# [Provided passage]
It's half time of the LSU-Georgia Tech game (if you can call it a game) and unless the color on my TV is misrepresenting things, Lou Holtz is wearing an ecru shirt with a charcoal suit. It looks good.

Cruiser


----------



## cosmotoast (Oct 11, 2008)

*IMHO*

I always wear white with a black,charcoal,or grey sportcoat.
I always wear ecru with a brown,olive, or blue sportcoat.
I can not say why, it is just pleasing to my eye.
Cosmo :drunken_smilie:


----------



## Adenauer (Dec 7, 2008)

I think we're talking about a few different things here. Looking sharp on you: I don't have any doubt, ecru will work better than white on some complexions. Going well w/ an outfit: no doubt, there are some colors and shades of neutrals it complements much better than others. Place in the trad closet: here I can only venture an opinion, which I wouldn't be surprised to be wrong, that ecru is on the margin, not un-tradly, like fuchsia or green, but not really part of the tradition like pink, blue, white, red u-stripe, or even yellow. Then again, BB sells ecru in oxford cloth, and that's got to count for something. What about J Press? 

I remember people being made fun of for wearing ecru, being told they looked "so 70s". 

Sorry for the odd tone to this post, as if I am assuming the pose of an umpire. Can anyone guess what I do for a living? :teacha:


----------

# [Job 1]
Could you revise the ecru-shirt forum thread from the words "I always wear ecru" through "(Dec 7, 2008)", putting "tan" in place of "olive"?
The records that come next are separate from the ecru-shirt forum thread.

# [Given data]
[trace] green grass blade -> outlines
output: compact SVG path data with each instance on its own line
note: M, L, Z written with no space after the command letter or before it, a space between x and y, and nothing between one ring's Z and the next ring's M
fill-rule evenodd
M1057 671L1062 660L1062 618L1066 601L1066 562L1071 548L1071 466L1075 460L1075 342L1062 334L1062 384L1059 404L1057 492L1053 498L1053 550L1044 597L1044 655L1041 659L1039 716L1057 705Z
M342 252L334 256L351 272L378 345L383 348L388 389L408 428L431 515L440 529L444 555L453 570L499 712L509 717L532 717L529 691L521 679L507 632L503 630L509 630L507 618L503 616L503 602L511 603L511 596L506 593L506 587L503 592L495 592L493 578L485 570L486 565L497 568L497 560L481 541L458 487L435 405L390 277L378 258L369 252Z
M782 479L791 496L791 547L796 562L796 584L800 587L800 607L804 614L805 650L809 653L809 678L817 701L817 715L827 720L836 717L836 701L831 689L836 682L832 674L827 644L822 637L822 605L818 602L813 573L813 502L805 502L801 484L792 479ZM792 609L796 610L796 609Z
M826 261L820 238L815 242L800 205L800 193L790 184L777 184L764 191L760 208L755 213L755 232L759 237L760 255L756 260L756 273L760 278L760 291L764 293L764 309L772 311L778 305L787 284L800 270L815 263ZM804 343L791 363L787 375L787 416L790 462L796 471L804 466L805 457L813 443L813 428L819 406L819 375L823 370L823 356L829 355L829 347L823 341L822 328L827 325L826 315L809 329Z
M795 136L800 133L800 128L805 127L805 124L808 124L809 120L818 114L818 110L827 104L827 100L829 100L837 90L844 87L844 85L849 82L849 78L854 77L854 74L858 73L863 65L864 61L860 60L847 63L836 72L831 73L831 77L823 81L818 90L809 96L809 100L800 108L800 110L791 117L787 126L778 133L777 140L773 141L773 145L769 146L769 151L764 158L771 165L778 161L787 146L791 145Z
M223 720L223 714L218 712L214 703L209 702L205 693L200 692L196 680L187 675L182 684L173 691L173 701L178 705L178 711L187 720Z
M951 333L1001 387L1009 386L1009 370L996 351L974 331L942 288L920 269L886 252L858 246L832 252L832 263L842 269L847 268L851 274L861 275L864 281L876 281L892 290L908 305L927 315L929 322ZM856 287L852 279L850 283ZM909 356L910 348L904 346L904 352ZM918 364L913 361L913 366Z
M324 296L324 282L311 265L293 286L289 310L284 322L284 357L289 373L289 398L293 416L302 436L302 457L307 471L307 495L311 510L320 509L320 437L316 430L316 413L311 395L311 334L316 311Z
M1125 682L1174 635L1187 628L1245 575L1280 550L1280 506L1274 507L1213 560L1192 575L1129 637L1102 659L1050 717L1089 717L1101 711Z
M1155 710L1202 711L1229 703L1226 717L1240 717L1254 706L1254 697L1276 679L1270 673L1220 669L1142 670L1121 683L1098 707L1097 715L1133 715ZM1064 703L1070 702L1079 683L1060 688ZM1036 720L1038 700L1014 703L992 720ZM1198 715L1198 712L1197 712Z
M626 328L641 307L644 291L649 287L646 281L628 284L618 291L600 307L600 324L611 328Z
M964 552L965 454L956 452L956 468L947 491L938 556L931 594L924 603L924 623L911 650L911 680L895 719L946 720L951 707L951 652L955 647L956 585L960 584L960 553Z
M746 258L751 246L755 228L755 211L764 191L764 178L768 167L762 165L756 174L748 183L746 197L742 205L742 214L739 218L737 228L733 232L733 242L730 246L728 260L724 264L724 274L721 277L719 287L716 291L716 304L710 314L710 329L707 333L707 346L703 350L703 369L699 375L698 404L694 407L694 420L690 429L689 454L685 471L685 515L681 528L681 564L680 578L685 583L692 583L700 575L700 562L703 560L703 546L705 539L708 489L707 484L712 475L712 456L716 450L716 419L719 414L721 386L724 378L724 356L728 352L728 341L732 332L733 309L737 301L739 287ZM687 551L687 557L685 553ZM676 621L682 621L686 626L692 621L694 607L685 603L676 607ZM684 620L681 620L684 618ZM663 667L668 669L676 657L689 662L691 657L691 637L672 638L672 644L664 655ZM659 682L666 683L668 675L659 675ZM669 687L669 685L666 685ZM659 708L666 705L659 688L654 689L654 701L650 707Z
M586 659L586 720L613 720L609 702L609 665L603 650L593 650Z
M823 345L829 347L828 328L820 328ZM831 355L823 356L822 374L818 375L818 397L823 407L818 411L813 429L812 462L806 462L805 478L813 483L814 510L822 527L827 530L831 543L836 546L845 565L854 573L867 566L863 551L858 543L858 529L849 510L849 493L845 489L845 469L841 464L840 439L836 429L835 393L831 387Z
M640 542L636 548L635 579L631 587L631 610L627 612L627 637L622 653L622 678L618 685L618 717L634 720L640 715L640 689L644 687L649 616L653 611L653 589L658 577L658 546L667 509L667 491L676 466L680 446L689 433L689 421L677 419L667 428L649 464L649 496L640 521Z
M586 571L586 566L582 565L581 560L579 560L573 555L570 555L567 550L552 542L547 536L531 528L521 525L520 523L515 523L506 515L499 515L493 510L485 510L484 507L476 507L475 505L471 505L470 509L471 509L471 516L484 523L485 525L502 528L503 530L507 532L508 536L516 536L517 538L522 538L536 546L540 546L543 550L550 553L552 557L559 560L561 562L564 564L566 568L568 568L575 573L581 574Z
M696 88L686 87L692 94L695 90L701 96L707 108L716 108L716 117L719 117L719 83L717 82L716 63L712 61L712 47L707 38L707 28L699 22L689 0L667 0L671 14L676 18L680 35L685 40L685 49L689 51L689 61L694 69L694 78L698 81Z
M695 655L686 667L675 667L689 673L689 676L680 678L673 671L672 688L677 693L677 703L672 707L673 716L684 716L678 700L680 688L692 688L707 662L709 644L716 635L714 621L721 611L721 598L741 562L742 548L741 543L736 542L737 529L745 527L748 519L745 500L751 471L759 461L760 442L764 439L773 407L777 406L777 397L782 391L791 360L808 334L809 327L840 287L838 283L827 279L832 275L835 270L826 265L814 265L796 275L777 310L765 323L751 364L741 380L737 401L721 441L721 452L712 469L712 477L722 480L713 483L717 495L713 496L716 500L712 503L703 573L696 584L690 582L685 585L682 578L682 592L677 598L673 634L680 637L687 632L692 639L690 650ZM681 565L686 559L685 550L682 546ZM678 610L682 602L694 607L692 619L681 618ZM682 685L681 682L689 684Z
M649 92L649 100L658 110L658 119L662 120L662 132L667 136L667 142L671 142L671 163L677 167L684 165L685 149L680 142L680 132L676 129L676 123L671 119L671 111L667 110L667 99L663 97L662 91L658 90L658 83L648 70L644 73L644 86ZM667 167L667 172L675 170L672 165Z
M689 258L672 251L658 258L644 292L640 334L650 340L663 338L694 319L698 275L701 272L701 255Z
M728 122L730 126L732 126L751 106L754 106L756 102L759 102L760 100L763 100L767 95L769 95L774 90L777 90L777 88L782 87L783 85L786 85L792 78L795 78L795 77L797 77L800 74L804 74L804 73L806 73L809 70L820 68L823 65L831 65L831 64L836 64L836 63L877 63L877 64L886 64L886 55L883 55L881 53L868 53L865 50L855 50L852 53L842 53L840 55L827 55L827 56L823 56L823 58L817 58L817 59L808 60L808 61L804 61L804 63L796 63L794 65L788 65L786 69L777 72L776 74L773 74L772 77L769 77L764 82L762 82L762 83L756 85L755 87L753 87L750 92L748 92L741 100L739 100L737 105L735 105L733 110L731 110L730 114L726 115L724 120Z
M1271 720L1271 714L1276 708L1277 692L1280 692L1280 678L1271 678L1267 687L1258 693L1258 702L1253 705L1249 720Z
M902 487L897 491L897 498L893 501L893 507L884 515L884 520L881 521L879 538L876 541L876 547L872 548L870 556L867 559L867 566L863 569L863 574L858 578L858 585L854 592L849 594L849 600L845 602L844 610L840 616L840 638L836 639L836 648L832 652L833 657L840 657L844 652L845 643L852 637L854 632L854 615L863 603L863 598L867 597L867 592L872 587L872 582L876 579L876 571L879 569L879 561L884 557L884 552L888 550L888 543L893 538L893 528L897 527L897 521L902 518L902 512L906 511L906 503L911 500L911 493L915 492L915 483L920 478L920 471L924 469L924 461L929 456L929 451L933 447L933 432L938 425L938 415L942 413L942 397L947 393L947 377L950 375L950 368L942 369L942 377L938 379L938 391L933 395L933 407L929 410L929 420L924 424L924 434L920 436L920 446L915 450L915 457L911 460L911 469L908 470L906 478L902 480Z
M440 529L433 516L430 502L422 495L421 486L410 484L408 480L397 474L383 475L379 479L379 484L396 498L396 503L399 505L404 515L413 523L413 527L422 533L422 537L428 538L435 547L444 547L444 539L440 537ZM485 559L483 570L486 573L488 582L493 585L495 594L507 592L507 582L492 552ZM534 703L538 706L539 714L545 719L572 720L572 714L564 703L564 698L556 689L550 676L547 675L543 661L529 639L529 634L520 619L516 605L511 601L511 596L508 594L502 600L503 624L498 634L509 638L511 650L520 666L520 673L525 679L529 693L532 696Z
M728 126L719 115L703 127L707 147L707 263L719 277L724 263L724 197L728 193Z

# [Job 2]
Which lines of the records contain the string "with"? Copy each of them, and treat case as significant.

# [Complete answer 1]
I always wear ecru with a brown,tan, or blue sportcoat.
I can not say why, it is just pleasing to my eye.
Cosmo :drunken_smilie:


----------



## Adenauer (Dec 7, 2008)

# [Complete answer 2]
output: compact SVG path data with each instance on its own line
note: M, L, Z written with no space after the command letter or before it, a space between x and y, and nothing between one ring's Z and the next ring's M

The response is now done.